Directions.
What lines of the data below include the word "approximate"? Report them by copying each.

Available data.

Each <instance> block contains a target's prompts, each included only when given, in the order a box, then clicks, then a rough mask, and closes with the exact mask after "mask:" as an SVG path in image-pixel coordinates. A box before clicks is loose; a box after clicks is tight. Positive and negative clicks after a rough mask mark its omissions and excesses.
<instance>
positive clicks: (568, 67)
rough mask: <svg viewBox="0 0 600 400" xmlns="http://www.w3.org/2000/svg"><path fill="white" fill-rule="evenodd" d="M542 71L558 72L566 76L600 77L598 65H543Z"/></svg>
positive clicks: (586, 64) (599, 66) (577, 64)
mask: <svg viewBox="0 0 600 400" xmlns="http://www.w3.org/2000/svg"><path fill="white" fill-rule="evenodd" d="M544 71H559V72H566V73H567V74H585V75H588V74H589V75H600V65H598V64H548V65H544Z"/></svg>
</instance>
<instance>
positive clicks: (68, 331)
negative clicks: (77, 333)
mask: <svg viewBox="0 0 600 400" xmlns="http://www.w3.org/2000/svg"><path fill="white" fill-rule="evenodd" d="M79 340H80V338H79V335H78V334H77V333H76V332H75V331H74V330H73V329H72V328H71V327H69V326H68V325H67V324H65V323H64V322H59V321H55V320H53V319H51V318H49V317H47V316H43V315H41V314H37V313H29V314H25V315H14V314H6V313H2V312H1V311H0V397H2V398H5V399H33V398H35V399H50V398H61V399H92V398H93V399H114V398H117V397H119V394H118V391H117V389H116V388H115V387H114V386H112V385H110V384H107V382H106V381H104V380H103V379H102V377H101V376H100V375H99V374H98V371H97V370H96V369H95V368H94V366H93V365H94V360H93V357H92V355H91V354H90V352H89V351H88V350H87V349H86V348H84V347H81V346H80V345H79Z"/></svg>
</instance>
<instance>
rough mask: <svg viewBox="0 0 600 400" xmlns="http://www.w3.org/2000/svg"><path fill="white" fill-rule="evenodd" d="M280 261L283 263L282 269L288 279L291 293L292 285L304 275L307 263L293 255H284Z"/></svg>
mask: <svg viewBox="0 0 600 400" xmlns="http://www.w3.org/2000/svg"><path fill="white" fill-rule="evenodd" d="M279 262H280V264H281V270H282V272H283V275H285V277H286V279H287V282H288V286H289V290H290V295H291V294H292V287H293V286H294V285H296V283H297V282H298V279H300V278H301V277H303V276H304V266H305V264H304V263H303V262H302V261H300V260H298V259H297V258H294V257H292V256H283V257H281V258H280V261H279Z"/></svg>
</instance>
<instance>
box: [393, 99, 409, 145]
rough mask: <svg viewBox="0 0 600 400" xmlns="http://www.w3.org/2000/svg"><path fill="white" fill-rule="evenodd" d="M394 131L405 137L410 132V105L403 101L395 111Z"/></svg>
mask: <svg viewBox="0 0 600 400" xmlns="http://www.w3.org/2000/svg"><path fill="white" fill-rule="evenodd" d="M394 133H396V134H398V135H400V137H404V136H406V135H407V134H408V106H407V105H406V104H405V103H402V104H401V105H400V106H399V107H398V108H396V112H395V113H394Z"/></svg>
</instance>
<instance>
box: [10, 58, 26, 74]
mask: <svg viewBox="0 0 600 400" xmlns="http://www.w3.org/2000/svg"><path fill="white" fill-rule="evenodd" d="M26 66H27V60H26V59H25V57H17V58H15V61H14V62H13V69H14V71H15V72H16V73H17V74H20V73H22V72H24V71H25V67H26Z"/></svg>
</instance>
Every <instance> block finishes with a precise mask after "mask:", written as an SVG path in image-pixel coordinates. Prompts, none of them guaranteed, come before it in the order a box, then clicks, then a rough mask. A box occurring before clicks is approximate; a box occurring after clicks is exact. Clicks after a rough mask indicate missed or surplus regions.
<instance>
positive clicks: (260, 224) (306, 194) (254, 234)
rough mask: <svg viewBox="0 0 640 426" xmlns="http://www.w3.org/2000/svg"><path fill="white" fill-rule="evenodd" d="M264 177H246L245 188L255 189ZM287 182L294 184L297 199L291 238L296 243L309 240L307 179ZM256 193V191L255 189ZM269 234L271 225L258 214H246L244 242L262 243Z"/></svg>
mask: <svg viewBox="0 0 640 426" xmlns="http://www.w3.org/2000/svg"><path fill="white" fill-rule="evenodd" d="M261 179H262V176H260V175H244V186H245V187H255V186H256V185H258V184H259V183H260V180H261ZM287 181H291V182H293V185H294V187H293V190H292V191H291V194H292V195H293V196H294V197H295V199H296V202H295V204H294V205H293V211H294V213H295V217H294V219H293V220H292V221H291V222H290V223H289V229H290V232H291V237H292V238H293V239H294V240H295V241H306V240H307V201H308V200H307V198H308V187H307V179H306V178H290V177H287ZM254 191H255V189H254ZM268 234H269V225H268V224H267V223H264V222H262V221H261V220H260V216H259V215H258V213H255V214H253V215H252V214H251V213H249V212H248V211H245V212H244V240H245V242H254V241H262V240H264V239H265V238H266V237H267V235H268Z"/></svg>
--
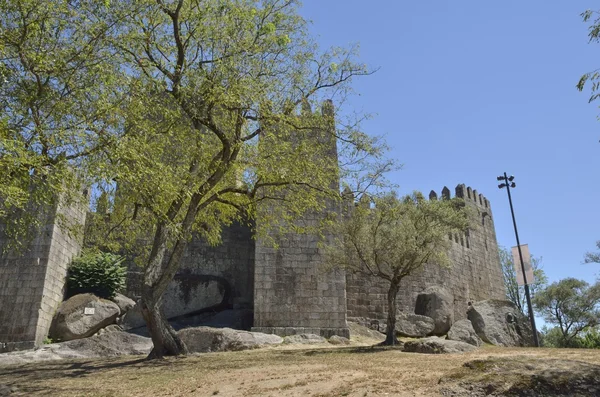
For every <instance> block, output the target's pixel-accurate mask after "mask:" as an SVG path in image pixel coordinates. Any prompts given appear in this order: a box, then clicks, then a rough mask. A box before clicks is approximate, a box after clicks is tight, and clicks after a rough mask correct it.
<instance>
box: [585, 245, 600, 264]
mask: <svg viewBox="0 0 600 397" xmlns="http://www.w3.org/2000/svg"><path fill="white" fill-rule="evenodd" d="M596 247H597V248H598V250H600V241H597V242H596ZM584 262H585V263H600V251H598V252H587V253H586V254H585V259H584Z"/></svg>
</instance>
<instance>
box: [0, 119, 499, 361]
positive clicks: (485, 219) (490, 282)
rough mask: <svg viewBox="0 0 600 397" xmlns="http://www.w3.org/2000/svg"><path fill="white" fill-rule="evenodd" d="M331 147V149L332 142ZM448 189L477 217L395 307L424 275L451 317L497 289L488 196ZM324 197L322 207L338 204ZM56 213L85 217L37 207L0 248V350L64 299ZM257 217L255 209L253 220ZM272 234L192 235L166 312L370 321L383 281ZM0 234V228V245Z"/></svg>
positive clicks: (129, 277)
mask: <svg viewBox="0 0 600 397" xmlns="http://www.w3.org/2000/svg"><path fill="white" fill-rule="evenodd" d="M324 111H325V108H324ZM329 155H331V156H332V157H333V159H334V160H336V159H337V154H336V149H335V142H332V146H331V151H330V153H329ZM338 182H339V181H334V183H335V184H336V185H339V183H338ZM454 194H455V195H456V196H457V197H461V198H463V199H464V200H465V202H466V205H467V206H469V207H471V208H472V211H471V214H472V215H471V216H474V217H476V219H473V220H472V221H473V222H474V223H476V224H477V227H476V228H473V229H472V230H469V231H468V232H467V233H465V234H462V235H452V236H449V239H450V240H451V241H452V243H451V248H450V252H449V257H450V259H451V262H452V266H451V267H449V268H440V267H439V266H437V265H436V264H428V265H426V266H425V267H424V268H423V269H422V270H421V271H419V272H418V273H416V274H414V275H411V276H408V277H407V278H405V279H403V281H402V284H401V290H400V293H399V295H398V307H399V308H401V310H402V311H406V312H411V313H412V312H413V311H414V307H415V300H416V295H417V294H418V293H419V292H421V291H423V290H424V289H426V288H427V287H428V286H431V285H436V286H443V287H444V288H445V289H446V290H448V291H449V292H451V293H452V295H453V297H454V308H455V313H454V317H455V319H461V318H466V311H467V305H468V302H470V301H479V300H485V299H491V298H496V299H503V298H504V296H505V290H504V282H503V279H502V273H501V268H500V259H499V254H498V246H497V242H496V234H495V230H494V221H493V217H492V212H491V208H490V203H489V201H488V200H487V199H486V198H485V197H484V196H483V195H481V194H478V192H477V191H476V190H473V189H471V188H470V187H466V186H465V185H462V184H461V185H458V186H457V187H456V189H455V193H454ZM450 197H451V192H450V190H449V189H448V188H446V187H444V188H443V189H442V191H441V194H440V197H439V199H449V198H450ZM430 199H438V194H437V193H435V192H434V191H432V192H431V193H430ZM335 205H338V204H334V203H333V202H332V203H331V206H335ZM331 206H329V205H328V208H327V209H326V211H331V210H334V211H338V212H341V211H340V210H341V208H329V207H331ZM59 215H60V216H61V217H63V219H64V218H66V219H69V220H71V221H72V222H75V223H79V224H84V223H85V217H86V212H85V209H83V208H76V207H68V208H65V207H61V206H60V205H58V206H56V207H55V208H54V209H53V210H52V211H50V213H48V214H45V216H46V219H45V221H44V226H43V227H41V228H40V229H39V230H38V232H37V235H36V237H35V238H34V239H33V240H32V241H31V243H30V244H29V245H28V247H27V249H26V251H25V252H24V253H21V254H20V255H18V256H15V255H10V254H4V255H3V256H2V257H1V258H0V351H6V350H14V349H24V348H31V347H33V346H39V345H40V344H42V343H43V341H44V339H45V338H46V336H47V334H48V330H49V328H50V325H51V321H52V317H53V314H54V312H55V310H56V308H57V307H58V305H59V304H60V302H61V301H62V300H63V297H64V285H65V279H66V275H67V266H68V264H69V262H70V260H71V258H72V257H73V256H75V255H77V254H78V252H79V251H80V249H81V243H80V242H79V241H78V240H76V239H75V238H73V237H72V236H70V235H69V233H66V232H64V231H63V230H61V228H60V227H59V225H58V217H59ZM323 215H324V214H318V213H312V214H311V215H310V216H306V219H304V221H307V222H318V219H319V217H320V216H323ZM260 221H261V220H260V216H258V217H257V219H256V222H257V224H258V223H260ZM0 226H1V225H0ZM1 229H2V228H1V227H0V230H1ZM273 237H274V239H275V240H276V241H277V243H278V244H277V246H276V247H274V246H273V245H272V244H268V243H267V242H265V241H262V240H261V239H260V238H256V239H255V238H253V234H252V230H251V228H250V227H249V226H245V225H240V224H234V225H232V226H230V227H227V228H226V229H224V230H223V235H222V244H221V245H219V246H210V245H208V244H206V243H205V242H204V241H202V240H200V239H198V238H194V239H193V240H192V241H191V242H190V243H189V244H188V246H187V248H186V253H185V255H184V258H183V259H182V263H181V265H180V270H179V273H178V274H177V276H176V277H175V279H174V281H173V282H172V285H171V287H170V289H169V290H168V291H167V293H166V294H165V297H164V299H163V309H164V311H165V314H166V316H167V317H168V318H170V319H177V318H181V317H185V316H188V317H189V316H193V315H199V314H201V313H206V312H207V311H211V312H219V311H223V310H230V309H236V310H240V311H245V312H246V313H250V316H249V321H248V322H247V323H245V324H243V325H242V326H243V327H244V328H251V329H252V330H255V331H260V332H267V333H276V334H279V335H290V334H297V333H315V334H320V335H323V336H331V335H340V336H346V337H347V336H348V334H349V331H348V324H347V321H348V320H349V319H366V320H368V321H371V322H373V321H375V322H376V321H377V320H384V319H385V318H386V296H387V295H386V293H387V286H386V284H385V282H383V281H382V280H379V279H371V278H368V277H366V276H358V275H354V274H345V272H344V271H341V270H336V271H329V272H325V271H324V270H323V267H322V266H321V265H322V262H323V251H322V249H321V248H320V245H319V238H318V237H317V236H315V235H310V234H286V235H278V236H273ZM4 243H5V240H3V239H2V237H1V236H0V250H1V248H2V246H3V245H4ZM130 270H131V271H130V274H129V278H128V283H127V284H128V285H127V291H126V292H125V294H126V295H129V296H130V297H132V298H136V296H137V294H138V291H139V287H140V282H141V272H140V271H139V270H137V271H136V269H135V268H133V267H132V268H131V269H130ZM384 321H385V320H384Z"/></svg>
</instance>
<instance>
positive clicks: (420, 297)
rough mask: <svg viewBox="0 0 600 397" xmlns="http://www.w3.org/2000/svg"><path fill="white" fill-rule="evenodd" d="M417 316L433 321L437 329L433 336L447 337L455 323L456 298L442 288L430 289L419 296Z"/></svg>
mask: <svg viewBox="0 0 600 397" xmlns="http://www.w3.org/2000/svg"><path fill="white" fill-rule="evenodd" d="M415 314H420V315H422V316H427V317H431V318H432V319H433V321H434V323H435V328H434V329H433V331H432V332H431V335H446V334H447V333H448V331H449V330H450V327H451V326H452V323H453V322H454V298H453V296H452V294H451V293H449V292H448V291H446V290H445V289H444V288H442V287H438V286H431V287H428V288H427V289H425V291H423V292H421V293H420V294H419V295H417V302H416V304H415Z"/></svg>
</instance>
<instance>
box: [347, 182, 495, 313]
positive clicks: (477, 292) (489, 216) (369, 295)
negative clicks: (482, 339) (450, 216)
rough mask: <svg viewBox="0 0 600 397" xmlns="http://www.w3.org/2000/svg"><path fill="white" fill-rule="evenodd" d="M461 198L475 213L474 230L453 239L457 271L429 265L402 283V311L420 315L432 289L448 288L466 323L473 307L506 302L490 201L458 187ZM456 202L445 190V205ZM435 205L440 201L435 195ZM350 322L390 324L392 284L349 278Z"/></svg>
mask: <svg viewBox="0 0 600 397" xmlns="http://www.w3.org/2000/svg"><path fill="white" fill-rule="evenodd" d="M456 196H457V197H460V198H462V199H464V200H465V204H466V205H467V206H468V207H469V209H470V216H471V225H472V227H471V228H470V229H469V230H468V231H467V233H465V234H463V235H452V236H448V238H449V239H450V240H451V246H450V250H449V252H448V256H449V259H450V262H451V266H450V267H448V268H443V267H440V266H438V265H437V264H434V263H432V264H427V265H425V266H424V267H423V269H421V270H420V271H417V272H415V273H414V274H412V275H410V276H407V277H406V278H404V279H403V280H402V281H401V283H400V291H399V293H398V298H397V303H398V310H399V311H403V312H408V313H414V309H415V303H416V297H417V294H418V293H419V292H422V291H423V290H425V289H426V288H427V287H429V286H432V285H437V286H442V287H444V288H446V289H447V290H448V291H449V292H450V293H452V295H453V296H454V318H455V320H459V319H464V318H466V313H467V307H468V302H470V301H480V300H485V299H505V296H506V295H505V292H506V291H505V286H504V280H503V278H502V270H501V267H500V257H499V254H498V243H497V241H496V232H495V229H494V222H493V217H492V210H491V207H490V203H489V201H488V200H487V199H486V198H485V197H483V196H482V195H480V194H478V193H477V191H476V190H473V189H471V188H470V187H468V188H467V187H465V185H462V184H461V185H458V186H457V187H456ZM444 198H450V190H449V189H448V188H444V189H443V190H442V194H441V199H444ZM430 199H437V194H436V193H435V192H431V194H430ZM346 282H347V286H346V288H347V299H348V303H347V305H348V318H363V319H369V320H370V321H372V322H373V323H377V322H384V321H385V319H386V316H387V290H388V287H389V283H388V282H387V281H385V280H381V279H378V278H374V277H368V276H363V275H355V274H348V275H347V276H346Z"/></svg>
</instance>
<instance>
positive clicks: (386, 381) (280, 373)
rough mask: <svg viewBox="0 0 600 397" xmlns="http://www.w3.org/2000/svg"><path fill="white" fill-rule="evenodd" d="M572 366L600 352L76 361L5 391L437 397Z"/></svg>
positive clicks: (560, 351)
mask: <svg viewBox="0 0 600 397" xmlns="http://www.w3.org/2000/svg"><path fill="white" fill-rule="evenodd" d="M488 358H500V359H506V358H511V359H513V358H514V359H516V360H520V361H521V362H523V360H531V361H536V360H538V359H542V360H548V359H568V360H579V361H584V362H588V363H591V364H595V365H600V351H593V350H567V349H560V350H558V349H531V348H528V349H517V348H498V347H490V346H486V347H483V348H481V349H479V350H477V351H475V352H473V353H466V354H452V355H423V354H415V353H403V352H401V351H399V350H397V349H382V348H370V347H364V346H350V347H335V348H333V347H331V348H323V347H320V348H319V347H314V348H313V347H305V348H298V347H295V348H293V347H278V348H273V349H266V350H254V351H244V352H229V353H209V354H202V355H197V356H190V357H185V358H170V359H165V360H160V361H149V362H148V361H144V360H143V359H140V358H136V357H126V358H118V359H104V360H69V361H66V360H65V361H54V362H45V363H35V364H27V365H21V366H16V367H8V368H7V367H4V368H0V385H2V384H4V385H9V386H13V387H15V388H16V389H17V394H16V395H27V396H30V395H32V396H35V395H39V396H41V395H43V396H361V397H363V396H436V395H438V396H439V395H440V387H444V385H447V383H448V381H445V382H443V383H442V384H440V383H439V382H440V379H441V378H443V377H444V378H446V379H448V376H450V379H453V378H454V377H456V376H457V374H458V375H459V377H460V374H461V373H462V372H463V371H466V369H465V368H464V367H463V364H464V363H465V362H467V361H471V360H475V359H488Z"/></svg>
* * *
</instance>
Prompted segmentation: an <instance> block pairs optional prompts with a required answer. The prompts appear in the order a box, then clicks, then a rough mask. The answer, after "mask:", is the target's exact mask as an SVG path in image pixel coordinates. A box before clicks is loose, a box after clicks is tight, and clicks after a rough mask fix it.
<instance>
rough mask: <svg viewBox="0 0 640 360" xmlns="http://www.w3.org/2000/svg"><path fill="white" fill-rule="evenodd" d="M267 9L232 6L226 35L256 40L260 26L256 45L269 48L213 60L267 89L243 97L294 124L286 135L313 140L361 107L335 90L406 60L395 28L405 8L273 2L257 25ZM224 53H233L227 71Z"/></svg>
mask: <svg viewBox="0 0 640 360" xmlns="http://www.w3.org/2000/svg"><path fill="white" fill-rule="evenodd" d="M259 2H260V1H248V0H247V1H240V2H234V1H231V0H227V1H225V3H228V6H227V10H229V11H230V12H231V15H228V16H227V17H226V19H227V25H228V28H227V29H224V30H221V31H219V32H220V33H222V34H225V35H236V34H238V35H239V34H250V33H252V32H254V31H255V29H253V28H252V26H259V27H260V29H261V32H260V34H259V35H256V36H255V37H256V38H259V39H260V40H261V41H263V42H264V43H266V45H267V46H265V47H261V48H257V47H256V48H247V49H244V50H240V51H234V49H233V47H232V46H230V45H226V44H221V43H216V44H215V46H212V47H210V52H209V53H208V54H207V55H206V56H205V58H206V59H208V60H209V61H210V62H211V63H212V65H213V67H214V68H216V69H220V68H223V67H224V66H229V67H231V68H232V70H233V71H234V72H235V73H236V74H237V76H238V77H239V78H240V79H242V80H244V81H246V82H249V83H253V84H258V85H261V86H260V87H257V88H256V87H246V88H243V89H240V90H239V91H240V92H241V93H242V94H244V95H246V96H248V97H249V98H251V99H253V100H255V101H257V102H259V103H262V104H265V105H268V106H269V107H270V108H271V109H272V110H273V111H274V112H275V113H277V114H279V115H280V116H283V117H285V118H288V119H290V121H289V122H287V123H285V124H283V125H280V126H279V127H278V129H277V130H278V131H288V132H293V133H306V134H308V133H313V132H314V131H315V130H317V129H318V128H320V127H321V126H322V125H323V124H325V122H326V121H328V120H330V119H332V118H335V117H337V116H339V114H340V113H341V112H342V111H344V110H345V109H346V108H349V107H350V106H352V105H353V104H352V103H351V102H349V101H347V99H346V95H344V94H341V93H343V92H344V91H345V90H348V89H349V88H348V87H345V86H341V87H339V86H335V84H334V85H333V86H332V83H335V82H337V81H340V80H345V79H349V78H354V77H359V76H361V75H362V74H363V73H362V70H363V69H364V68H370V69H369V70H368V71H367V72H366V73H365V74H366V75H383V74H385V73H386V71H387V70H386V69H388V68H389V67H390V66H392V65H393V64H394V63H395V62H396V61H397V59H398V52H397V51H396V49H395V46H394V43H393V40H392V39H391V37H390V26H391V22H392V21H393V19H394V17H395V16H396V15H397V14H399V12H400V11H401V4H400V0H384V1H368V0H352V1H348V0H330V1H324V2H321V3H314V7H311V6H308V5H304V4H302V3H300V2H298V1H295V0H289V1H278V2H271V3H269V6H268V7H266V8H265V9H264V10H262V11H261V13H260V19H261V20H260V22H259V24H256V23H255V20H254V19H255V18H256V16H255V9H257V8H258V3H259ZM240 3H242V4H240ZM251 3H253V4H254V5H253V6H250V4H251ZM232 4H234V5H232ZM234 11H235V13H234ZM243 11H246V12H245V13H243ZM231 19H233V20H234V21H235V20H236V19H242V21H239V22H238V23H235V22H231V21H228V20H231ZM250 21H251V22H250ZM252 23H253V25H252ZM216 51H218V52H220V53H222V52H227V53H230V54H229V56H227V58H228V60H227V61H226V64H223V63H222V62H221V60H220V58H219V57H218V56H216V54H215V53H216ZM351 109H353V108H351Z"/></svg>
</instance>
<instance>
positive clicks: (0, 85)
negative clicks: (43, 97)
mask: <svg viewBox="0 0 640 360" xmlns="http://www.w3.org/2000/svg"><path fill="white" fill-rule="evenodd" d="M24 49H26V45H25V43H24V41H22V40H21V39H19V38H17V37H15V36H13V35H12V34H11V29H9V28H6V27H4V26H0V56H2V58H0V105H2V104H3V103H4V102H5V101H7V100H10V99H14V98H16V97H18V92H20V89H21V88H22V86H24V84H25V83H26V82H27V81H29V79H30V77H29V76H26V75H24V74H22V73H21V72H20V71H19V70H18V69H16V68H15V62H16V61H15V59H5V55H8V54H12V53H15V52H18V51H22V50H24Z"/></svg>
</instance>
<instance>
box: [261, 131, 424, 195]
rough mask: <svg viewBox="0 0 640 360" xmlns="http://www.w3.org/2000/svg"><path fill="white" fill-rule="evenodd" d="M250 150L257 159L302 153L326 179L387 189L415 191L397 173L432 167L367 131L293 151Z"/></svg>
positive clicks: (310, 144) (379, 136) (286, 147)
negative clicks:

Answer to the problem.
Every <instance> block finishes with a precise mask after "mask:", written as an SVG path in image-pixel coordinates. Prompts, none of them guaranteed, come before it in the order a box, then clicks, then a rough mask. A box occurring before clicks is approximate; a box occurring after clicks is exact. Clicks after a rough mask indicate missed or surplus regions.
For every <instance> block, output the target's pixel-accurate mask after "mask:" as an SVG path in image pixel coordinates. Any prompts given appear in this order: a box, then clicks, then a rough mask. A box before clicks is approximate, a box after clicks is tight, and clicks after a rough mask correct it.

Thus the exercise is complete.